▸ Texto em estudo
Mais uma distorção. A crítica não é aos juros, mas a Lula. Ele é quem tem condições de alterara essa política, e apenas ataca o BC, enquanto nada faz de efetivo para tal. Ciro, claro, falou dos juros, e apontou a ambiguidade de Lula, algo que Nildo faz questão de esquecer.
Sim, Ciro está isolado, e o próprio reconheceu isso ao dizer que não representa mais uma corrente de pensamento, mas as tradições trabalhistas não estão acabadas. O que falta ao trabalhismo é um partido que esteja preocupado em defender tais posições. O PDT atual quase chegou a fazer isso, mas se vendeu por uns carguinhos e um Ministério, que é o único que não tem liberdade de ação dentro do governo neoliberal ptucano.
A Carta de Lisboa é documento ótimo para discussões acaloradas nas universidades e em cursinhos de partidos, mas jamais chegou ao povo. O que importa aqui é o trabalho de 21 anos da ditadura em destruir o legado político trabalhista, ainda que tenha preservado algo do legado econômico). 1964 não foi contra o Comunismo, mas contra o Trabalhismo.
O PT e Lula foram criados para destruir o Trabalhismo, e foram bem sucedidos nisso, até porque tiveram todos os apoios e impulsos que precisaram para isso. O desastre Tucano tinha um plano B, e esse plano foi usado pelas burguesias nacional e estrangeira a ponto de o país que se diz esquerda apoiar um teto de gastos disfarçado de arcabouço fiscal. Algo que fizeram com a PPI da Petrobrás também. Disfarçaram, mas não mudaram nada além do nome.

(Registros de uma coleta de dados)
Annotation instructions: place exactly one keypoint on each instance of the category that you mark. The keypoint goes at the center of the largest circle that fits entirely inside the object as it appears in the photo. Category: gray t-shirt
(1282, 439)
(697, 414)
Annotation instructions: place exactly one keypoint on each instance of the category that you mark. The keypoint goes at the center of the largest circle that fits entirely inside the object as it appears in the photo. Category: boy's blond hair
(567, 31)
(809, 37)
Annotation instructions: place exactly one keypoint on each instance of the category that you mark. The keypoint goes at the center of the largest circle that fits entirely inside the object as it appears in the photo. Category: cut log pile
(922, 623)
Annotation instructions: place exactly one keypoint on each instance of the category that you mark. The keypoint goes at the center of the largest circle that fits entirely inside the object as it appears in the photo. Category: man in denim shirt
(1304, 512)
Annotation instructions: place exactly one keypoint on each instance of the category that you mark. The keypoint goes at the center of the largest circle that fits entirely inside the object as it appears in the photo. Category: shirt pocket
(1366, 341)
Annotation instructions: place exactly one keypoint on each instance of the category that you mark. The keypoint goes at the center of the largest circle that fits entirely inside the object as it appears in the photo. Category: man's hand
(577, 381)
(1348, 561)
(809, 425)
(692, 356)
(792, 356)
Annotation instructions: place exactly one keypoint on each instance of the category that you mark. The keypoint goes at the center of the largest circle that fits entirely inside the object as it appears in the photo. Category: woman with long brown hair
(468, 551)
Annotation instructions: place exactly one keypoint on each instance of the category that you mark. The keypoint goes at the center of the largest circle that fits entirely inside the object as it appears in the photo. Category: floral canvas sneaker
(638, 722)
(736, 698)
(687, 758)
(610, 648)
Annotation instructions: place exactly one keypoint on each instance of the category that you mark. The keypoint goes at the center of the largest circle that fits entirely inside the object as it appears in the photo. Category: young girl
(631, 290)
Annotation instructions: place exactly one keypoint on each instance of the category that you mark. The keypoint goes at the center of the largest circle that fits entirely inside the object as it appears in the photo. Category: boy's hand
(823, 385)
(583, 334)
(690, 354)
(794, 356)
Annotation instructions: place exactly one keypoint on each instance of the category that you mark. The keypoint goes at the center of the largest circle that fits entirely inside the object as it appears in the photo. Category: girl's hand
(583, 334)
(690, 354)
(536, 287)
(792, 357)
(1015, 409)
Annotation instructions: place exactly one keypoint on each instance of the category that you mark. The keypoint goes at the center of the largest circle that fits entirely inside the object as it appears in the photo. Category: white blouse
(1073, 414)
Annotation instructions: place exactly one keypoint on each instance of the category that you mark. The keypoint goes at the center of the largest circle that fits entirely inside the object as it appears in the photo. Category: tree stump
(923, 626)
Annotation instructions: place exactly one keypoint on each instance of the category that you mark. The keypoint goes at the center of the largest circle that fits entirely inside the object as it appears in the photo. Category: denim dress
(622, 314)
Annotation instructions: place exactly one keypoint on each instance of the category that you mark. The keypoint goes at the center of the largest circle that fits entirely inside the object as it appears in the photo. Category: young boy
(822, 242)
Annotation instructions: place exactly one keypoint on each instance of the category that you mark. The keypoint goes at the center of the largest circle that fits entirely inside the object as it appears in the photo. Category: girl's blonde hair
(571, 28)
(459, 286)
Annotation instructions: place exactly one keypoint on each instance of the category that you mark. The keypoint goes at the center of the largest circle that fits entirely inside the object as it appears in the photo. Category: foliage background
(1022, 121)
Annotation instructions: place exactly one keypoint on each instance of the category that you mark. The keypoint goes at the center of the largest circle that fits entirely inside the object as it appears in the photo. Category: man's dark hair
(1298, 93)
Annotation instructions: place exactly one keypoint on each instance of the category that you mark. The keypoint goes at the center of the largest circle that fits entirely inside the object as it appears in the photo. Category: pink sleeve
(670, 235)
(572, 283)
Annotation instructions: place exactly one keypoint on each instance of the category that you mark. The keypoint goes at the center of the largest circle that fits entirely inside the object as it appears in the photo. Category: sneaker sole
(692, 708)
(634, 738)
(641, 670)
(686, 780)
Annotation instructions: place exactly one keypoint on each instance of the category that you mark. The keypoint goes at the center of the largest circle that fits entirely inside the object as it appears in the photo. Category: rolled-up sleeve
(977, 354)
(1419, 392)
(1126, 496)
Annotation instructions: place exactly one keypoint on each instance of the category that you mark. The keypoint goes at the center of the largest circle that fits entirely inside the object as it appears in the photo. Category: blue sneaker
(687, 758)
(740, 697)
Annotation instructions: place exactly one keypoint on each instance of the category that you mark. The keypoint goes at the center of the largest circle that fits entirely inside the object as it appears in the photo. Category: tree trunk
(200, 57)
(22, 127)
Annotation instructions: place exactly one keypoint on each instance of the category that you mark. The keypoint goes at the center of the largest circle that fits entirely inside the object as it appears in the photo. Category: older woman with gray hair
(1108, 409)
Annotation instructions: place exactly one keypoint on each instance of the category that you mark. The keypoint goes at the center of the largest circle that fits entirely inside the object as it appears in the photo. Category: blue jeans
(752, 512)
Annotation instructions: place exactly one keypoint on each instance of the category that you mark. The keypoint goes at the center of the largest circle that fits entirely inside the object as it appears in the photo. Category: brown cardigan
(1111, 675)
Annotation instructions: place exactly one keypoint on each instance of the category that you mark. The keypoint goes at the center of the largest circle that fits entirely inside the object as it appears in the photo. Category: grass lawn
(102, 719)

▸ O que fazer
Dê continuidade ao texto sobre Lula, Ciro e o trabalhismo, a partir da última frase dele.

▸ Resultado
Utopia não se combina com pragmatismo? Ora Nildo, se você não combina utopia com pragmatismo ou você não tem nada, ou tem o pragmatismo eleitoral do Lulopetismo, do Bolsonaro, etc. Poder pelo poder, e nada muda, porque jamais se pensou mudar nada.
No final Nildo dá uma puxada de brasa para sua revolução. De certa forma eu concordo com ele. A "democracia" burguesa brasileira jamais aceitará nenhum tipo de cisão mais forte em suas bases. Dilma não caiu por pedaladas ou nenhum crime de responsabilidade, mas por baixar juros sem oferecer nada em troca. Sim, Guedes também abaixou juros, até mais que Dilma, mas Guedes, além de entregas importantes de patrimônio público a precinho de ocasião, ainda liberou algo em torno de R$ 1 trilhão para os bancos durante a pandemia. Não se quebrará esse círculo dentro dos padrões impostos atualmente. O Brasil não é o Ceará, e regras não serão respeitadas.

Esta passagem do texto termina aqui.